===== Input data =====

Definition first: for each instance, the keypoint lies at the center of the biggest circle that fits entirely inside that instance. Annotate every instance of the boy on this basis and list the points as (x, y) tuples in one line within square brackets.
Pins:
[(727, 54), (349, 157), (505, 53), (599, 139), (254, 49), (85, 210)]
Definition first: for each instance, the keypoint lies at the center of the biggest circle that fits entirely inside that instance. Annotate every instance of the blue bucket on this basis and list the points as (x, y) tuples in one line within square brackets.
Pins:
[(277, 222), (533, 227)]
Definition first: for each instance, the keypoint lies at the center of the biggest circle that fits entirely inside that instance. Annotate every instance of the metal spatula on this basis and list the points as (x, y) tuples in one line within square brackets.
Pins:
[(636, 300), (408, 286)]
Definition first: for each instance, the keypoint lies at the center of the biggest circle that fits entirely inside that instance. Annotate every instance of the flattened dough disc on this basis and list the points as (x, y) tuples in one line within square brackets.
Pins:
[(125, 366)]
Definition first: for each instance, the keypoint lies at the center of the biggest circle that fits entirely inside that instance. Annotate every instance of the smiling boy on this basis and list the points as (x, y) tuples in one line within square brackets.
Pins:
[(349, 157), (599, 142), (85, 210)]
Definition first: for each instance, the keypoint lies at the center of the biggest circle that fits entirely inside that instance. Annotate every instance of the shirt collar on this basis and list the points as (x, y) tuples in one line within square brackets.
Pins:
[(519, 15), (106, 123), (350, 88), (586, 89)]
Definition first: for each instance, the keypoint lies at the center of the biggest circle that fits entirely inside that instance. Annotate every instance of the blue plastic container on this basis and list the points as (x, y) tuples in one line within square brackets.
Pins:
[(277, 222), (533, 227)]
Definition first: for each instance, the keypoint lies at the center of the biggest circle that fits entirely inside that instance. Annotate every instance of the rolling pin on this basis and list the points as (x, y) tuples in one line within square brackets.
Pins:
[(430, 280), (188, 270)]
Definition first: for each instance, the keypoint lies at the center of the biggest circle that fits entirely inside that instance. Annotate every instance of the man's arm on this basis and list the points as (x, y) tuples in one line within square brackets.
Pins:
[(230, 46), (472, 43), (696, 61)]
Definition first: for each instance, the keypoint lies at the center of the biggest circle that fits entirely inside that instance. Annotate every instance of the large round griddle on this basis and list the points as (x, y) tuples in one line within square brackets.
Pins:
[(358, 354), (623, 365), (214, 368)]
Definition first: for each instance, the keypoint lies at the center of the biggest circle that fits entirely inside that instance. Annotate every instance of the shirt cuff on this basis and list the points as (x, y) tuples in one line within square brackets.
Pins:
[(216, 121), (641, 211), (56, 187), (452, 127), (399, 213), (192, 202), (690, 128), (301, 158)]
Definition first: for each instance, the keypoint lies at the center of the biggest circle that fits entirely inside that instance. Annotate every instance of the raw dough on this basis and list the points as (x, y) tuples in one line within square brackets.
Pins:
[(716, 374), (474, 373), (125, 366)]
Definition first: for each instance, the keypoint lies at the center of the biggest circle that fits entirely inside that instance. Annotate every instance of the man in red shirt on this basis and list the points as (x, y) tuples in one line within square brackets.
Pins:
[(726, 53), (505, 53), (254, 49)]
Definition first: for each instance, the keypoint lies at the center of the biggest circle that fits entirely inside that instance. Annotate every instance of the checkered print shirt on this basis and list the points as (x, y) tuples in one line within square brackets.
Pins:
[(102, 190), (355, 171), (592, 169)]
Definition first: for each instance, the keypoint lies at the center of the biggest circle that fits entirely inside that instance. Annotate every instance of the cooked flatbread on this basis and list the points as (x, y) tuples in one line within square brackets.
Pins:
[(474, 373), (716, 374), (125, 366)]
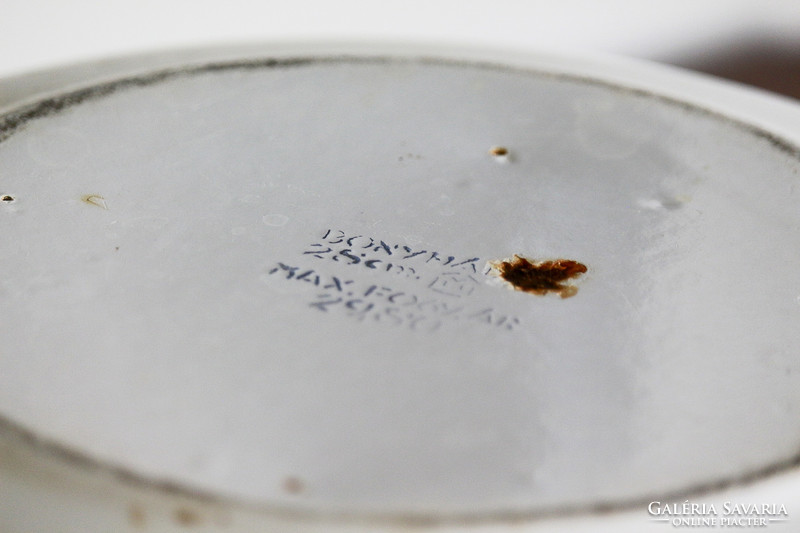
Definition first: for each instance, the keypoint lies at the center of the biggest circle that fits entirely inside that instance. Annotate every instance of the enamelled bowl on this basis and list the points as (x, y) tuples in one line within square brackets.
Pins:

=====

To be done.
Copy out every line of the records above word for word, leaving out the pictures.

Task output.
Definition first: for each instance, the keypoint lies at the center of the biggest circle that fits entirely inside that instance. Annotate every instance of the boy on this basis and list the points as (x, y) tuples in one line within square brackets.
Pins:
[(727, 54), (349, 157), (505, 53), (599, 139), (254, 49), (85, 210)]
Definition first: for each instance, the keypoint lies at the center of the biggest circle that fits entirely inside that instance. Annotate every instance of the blue bucket on this basis and list the points as (x, y) tuples in one line within square brackets.
Pins:
[(277, 222), (533, 227)]
Definition first: for each instance, the keypoint lies at the center of the biggest circle that fits entirely inside that instance. Annotate every instance of the metal spatula on this basis and list the points as (x, y) tuples in one line within square brackets.
Pins:
[(636, 300), (408, 286)]
Definition first: for each instance, the keypoint lies at the center of the biggest circle that fits entirely inside that instance. Annotate every instance of the flattened dough disc on this basis and list the points as (x, y) tuples in one line within square brackets.
Pins:
[(125, 366)]
Definition first: for each instance, the keypoint lies at the center of the biggest circle that fits entirely inside that instance. Annotate every instance of the smiling boy on this basis and list the points as (x, y) tuples in one line within square brackets.
Pins:
[(349, 157), (599, 142), (85, 210)]
Definition first: for each instance, the keypoint lies at the center of the biggest circle that fits entirely inside that instance. Annotate every instance of the shirt collar on this basis and list the points as (x, y) tuples in one line within square brackets.
Pins:
[(519, 15), (106, 123), (350, 88), (586, 89)]
Definition first: for each instance, the keypoint lies at the center of the biggest circle that fits entirely inside that instance. Annotate every instance of the blue plastic container on this basis and list the points as (x, y) tuples in one line within square brackets.
Pins:
[(277, 222), (533, 227)]
Definition first: for each instance, the keypoint lies at the center of the biggest circle that fits entirely inside that instance. Annotate every instance of the rolling pin on this basis and list the points as (x, y) tuples in one line within square brackets.
Pins:
[(430, 280), (188, 270)]
Definition first: for each instance, the keypoint lies at the center of the biggest circle that fits entirely inside that instance. Annotate every instance of the man's arm on this basis and list the points as (x, y) tuples in one line within square brackets.
Pins:
[(230, 46), (472, 43), (696, 61)]
Definition first: for each instance, the keypoint lies at the center of the biggest circle that fits entirely inside that instance. Annotate every instance of the large round griddle on this basis and list the points as (x, y) tuples in one line within square brackets.
Pins:
[(358, 354), (623, 365), (214, 368)]
Definition first: for each instance, the keypoint lies at the center of the biggest circle that fits entirely inside that instance. Annotate every instance of the shirt cuff on this basis and list the points as (x, y) tuples in one line within square brackets.
Pins:
[(216, 121), (641, 211), (56, 187), (452, 127), (399, 213), (192, 202), (690, 128), (301, 158)]
Definition first: for each instance, the keypoint lies at the center of the biggest circle that fits entirely inside that instance. Annotate every instance of the raw dough on this basis and list the points as (x, y) tuples in one line within square brackets.
Pins:
[(716, 374), (474, 373), (125, 366)]
Definition first: for each instance, the keypoint lies at the center of the biggest circle that fits entirely inside that instance. Annotate every instance of the man in red shirt on this basis and list the points as (x, y) tuples in one line within square brackets.
Pins:
[(726, 53), (505, 53), (254, 49)]
Definition first: for each instance, the keypoint lies at the center of the biggest circle that fits entirely inside that instance. Annotate every instance of the checkered print shirt on this basis and list the points as (x, y) tuples in one line within square brackets.
Pins:
[(102, 190), (355, 171), (592, 169)]
Definition first: for each instance, the keypoint lies at the center of the biggest circle that fits entirely inside that instance. Annotate every instance of the cooked flatbread on this basis and list the points as (x, y) tuples in one line within square brackets.
Pins:
[(474, 373), (716, 374), (125, 366)]
Definition first: for each instance, the keypoint lies at the center of the biggest circle that fits entirely inside that instance. Annotate every instance of the enamelled bowl on this basis and list the points as (x, y) tuples in one line within square brackets.
Pins:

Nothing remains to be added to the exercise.